# [The task]
State how many lines in the items below contain the word "stethoscope", giving only the number.

# [Dataset extract]
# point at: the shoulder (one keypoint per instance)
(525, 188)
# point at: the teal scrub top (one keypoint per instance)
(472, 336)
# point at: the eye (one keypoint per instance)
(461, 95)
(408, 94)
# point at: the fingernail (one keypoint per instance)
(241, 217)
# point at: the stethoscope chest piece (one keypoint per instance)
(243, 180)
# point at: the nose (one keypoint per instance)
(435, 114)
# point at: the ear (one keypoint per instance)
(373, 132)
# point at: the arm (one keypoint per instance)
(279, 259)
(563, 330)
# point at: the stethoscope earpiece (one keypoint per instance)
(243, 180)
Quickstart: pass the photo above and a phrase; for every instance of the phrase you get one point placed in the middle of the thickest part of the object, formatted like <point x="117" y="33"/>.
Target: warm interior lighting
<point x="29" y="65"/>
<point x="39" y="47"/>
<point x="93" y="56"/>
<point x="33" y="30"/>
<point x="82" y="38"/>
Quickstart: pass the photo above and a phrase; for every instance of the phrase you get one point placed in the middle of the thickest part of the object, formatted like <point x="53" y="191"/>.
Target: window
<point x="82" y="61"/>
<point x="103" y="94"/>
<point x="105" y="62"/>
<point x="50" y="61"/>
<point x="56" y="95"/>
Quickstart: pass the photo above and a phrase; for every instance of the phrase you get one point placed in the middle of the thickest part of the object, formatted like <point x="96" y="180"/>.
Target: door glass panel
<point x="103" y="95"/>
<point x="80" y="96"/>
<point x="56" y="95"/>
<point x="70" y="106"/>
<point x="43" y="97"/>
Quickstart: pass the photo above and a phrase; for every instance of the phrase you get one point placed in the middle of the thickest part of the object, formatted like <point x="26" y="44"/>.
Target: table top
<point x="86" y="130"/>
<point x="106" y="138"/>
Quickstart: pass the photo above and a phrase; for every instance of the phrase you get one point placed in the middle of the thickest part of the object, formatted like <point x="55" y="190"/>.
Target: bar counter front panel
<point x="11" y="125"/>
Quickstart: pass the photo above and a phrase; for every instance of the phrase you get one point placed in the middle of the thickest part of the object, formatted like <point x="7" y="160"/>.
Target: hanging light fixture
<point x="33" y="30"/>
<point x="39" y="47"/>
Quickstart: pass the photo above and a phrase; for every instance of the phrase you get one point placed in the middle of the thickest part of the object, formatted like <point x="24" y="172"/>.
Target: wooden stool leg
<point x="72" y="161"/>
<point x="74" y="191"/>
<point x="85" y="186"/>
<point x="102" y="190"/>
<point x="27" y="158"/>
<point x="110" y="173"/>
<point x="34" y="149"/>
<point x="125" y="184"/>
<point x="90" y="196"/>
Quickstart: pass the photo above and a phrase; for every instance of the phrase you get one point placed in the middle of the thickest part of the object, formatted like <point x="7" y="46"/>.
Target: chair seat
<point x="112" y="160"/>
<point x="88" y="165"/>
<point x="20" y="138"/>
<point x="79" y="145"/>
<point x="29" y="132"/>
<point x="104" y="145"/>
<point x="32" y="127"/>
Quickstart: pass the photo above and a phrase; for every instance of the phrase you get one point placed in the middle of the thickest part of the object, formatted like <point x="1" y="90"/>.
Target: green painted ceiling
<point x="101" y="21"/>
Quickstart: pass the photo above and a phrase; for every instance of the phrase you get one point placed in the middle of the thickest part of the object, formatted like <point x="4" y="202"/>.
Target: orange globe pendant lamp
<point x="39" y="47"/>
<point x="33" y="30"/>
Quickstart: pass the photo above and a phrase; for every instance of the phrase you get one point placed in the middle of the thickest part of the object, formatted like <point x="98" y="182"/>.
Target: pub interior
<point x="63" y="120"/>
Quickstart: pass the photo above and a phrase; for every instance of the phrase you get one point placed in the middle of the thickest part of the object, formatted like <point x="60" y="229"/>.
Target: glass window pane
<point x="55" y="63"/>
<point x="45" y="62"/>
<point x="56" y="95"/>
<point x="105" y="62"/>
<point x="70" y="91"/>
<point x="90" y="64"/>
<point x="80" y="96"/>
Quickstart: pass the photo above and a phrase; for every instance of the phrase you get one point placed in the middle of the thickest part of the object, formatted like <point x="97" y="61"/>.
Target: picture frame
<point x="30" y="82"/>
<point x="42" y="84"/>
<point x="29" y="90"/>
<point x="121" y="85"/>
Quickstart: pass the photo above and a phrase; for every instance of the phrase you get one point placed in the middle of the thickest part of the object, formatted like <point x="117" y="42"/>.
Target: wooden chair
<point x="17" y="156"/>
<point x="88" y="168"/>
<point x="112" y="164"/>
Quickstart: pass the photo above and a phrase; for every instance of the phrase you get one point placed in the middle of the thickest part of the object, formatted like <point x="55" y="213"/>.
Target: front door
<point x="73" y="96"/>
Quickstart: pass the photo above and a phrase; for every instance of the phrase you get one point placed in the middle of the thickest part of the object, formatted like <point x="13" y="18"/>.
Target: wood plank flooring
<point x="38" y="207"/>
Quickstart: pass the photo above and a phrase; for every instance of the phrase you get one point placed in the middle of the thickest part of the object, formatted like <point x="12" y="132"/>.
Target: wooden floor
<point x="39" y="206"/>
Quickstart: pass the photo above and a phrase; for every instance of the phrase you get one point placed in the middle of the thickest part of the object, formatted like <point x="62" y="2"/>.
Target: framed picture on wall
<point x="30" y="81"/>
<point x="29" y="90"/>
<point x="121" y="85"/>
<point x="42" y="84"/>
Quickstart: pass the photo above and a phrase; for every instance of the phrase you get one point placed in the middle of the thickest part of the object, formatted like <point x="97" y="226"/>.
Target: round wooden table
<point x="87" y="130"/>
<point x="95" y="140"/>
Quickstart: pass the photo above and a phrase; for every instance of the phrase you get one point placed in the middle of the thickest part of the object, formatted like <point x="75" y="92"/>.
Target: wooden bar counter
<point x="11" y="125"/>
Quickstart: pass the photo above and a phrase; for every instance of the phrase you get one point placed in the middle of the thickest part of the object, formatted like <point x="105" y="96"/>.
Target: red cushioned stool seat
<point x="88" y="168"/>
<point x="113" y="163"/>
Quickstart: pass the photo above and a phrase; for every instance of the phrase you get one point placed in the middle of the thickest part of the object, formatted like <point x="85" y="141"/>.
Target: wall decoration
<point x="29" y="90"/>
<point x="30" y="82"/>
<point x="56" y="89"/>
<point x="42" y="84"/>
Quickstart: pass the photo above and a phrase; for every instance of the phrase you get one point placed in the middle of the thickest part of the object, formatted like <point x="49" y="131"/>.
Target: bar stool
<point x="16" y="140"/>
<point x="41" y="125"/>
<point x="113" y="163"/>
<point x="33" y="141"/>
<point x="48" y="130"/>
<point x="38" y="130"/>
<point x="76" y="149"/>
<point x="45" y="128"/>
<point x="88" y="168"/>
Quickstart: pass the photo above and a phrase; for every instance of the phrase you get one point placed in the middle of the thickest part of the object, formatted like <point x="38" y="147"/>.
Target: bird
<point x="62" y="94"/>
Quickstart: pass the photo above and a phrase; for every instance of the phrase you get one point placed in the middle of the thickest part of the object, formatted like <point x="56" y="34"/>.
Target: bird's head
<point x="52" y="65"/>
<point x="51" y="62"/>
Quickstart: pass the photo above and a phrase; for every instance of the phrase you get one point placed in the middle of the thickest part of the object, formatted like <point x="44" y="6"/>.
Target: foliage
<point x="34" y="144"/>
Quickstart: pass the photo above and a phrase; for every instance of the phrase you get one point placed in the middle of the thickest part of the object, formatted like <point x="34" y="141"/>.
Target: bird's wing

# [The result]
2